─── Dataset records ───

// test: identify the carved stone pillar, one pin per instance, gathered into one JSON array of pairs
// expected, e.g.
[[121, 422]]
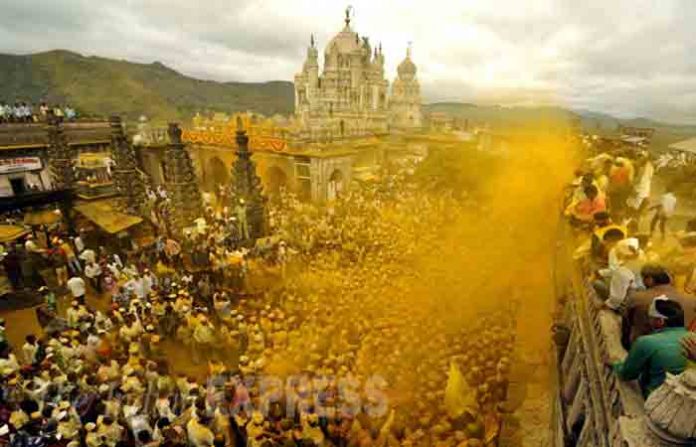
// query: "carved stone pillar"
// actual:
[[181, 183], [61, 163], [130, 184], [247, 186]]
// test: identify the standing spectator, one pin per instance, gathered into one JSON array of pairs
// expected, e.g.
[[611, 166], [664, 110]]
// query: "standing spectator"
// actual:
[[13, 268], [88, 255], [17, 113], [4, 112], [70, 114], [60, 263], [58, 112], [663, 211], [77, 288], [73, 263], [93, 272], [43, 111]]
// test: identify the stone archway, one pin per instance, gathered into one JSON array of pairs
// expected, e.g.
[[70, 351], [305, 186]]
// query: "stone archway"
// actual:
[[335, 185], [216, 174], [276, 179]]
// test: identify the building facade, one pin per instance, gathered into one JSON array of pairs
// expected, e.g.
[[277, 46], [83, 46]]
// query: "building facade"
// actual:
[[350, 97], [405, 102]]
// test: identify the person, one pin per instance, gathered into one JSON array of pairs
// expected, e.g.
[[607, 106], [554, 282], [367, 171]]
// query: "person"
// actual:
[[642, 187], [583, 211], [240, 213], [69, 113], [657, 282], [4, 111], [624, 278], [663, 211], [43, 111], [73, 263], [654, 355], [620, 180], [88, 255], [60, 263], [12, 264], [77, 288], [603, 225], [94, 273], [689, 347], [29, 349], [49, 299]]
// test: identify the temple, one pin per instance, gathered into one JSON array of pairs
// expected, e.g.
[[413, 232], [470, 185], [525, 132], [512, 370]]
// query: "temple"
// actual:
[[350, 98]]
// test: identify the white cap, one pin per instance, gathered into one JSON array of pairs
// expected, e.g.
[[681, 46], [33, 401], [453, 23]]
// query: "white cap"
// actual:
[[653, 312]]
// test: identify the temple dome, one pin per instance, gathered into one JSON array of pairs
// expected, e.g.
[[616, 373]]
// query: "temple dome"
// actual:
[[407, 69], [345, 42]]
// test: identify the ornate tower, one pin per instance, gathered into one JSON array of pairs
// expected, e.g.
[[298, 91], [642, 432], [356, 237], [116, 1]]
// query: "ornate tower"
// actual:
[[129, 184], [181, 183], [349, 97], [247, 185], [405, 105]]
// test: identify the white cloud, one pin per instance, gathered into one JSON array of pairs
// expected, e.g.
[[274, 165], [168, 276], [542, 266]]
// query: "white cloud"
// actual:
[[630, 57]]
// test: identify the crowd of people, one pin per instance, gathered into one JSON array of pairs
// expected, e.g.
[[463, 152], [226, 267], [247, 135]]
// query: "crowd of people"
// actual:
[[645, 279], [25, 112], [336, 347]]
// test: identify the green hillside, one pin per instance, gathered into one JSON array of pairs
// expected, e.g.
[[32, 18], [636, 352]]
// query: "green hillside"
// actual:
[[99, 86], [591, 122]]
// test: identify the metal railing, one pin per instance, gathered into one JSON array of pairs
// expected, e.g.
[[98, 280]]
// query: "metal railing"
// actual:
[[596, 408]]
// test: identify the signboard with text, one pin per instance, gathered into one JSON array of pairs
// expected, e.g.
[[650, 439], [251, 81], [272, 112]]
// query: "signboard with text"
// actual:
[[19, 164]]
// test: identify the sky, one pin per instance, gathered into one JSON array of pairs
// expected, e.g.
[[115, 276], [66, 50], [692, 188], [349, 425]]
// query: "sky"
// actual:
[[623, 57]]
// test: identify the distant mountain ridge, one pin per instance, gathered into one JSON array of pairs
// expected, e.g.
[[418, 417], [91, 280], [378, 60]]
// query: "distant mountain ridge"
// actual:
[[590, 121], [101, 86]]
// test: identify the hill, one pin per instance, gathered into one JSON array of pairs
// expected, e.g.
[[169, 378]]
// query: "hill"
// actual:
[[590, 121], [100, 86]]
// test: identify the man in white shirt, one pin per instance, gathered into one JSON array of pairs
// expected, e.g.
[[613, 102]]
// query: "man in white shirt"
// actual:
[[77, 288], [625, 277], [88, 256], [79, 244]]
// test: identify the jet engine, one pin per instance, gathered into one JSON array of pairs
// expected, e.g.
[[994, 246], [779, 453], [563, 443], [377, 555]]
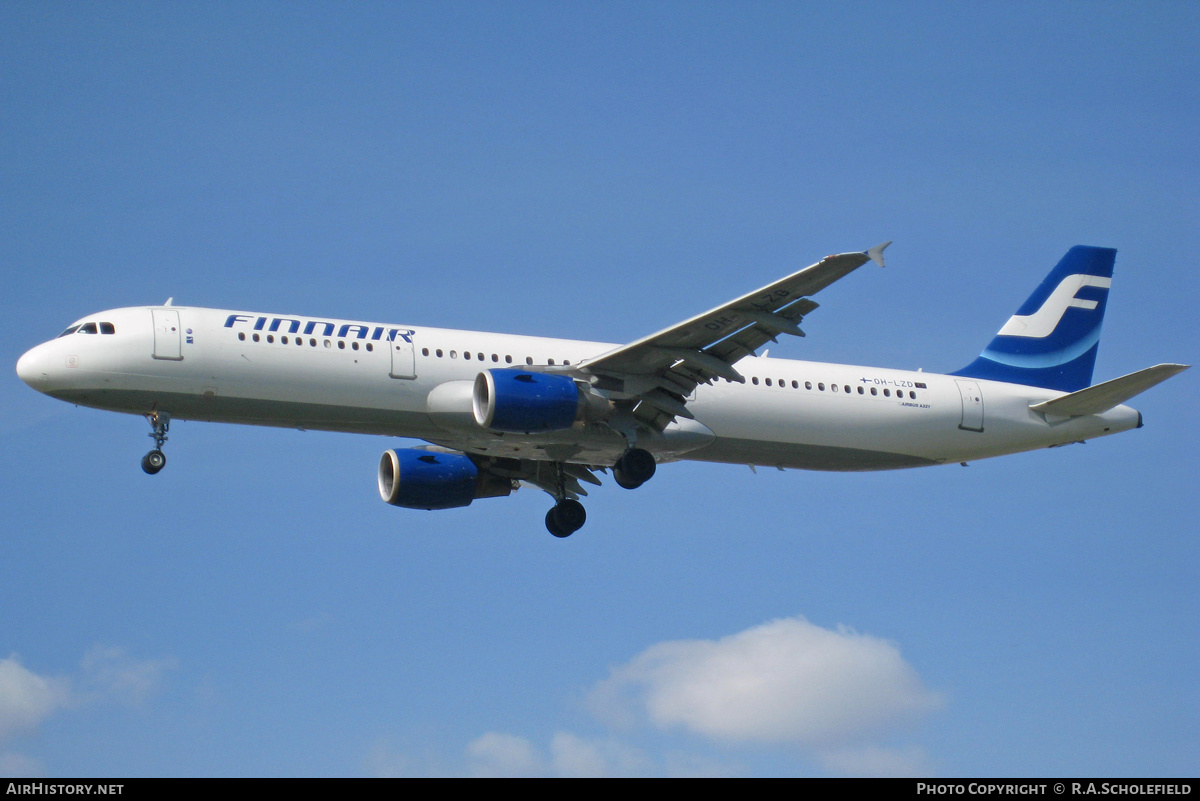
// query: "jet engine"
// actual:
[[522, 402], [426, 479]]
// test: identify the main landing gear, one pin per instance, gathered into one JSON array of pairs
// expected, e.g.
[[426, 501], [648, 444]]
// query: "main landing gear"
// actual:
[[565, 517], [568, 516], [634, 468], [156, 459]]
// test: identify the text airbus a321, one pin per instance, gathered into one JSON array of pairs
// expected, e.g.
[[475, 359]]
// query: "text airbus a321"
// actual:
[[499, 410]]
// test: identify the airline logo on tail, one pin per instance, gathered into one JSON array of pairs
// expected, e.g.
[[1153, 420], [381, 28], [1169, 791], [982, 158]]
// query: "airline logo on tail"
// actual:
[[1053, 338], [1042, 323]]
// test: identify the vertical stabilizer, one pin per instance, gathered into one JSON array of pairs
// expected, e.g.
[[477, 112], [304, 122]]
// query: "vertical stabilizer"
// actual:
[[1053, 338]]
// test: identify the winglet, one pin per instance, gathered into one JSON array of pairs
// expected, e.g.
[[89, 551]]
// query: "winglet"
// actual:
[[876, 253]]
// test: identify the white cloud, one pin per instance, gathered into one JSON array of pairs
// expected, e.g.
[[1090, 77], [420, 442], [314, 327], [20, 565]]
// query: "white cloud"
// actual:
[[27, 698], [875, 760], [503, 754], [786, 681], [570, 756], [575, 757]]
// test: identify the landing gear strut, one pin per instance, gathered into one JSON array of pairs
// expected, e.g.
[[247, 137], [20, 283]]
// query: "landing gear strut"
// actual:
[[634, 468], [156, 459], [568, 515]]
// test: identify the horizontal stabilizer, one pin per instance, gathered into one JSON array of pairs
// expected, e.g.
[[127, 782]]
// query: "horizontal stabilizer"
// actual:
[[1102, 397]]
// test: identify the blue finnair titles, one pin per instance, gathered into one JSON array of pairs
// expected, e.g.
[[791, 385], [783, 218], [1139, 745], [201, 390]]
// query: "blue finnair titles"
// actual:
[[1053, 338]]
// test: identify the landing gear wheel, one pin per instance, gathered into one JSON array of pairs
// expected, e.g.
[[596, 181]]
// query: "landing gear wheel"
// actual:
[[565, 518], [156, 459], [634, 468], [154, 462]]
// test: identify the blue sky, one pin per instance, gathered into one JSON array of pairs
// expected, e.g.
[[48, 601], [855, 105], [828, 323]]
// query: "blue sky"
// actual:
[[597, 170]]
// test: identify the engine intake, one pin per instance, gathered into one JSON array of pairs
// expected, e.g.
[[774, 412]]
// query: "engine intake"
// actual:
[[523, 402], [423, 479]]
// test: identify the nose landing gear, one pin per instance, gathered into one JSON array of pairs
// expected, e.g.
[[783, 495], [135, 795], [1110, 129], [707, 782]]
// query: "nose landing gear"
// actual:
[[156, 459]]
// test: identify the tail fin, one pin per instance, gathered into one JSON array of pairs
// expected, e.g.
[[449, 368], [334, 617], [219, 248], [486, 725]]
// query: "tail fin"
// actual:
[[1053, 338]]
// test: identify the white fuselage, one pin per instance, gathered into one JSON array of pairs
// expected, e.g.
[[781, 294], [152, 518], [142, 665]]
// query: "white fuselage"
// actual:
[[300, 372]]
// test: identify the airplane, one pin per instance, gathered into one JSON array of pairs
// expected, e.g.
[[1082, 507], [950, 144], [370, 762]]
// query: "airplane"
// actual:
[[498, 411]]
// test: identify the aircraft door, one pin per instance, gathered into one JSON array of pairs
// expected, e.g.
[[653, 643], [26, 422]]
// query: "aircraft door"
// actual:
[[167, 336], [972, 405], [403, 359]]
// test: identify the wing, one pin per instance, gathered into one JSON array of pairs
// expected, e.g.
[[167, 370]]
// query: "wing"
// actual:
[[657, 373]]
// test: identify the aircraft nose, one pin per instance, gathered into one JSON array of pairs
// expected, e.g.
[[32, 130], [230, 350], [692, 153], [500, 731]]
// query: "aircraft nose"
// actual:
[[31, 367]]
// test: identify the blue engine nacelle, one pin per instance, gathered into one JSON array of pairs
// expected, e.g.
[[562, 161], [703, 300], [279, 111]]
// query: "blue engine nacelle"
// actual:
[[521, 402], [421, 479]]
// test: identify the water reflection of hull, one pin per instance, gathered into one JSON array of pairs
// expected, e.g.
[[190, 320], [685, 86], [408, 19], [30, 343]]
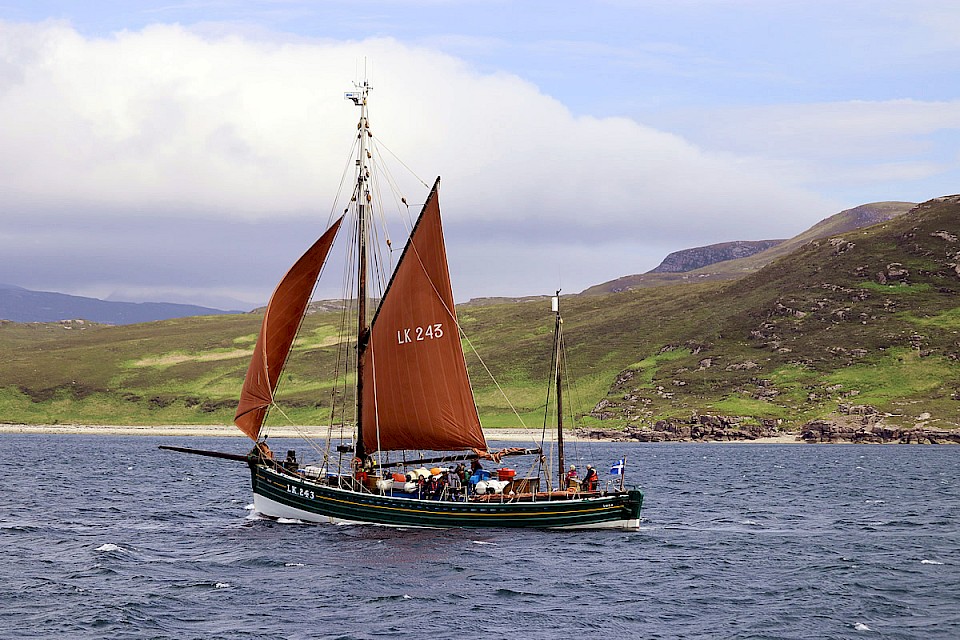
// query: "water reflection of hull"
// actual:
[[282, 495]]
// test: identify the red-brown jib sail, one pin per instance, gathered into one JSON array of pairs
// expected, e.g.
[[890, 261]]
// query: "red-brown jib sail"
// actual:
[[418, 394], [281, 321]]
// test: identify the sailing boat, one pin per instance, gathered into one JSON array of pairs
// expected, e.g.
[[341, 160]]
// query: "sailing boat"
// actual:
[[412, 395]]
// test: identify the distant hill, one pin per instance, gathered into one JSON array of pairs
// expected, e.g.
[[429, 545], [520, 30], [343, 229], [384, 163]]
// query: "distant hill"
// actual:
[[860, 328], [731, 269], [23, 305], [699, 257], [857, 330]]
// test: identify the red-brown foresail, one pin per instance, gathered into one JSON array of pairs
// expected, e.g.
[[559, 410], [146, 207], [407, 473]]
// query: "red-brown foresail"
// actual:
[[281, 321]]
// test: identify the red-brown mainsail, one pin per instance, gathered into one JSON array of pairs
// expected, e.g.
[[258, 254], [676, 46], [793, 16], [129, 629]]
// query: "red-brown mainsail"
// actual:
[[418, 395], [281, 321]]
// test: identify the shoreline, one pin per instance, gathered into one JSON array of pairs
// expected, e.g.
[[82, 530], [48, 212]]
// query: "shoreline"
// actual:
[[212, 430]]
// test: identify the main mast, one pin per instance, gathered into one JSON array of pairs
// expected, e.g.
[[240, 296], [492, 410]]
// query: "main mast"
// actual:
[[364, 202], [558, 372]]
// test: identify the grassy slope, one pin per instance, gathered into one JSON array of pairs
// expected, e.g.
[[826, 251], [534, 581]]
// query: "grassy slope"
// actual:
[[791, 341]]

───

### Work required
Reproduce the portion of the listing that begins at the line containing "temple dome, one" and ends after the line containing "[[77, 288], [625, 277], [88, 256], [79, 244]]". In that portion, replace every occurrence of "gathered" with "collected" and leave all else unchanged.

### Completed task
// test: identify the temple dome, one pin per instance, collected into one JSON array of pairs
// expected, e.g.
[[616, 373]]
// query: "temple dome"
// actual:
[[407, 69], [345, 42]]
// test: identify the ornate tower, one pin per instance, collected into one JSON array of pairs
// expected, e.g.
[[298, 91], [642, 432], [356, 237], [116, 1]]
// query: "ornate tower"
// actual:
[[129, 184], [181, 183], [349, 97], [247, 185], [405, 105]]
// test: identify the white cloud, one pin per instance, collected into one JSON array of pairs
// expected, e.g.
[[274, 165], [168, 276], [542, 266]]
// query: "white cloud"
// actual:
[[630, 57]]
// test: identify the crowd of people, one pin per instance, collected into one JSON array of pairs
// expected, e.g.
[[463, 152], [226, 267], [247, 135]]
// query: "crowd of people"
// actual:
[[645, 279], [25, 112], [336, 347]]
// test: identify the green hillside, one pin per instance, collected into one JSON array of pairs
// expected, e.g.
[[32, 18], [636, 352]]
// query: "green hillside"
// actual:
[[99, 86], [591, 122]]
// test: identify the metal railing, one pin per instance, collected into one JSON array of pairs
// expected, e.g.
[[98, 280]]
// query: "metal railing"
// actual:
[[596, 408]]
// test: identify the signboard with text, one pin per instance, collected into one JSON array of pairs
// expected, e.g.
[[650, 439], [251, 81], [272, 112]]
// query: "signboard with text"
// actual:
[[19, 164]]
// test: identify the sky, one pin per instance, collected into one JSON array of pairs
// expected, e.g.
[[115, 276], [66, 50], [692, 188], [349, 425]]
// query: "sky"
// actual:
[[623, 57]]
// test: identify the distant mountain ridge, one pin per instance, collected into one JSON array of pairs
// expected, e.g.
[[418, 417], [91, 280], [378, 60]]
// query: "distant mountain ridge"
// actual:
[[590, 121], [101, 86]]
// test: identify the hill, one pin per instance, collected into one JSON array of pairs
// expected, e.g.
[[169, 378]]
// query: "hill"
// actual:
[[590, 121], [100, 86]]
// test: identify the man in white shirt, one pin per instance, collected into one JSON array of pairs
// expected, e.g.
[[613, 102]]
// query: "man in white shirt"
// actual:
[[77, 288], [625, 277], [88, 256], [79, 244]]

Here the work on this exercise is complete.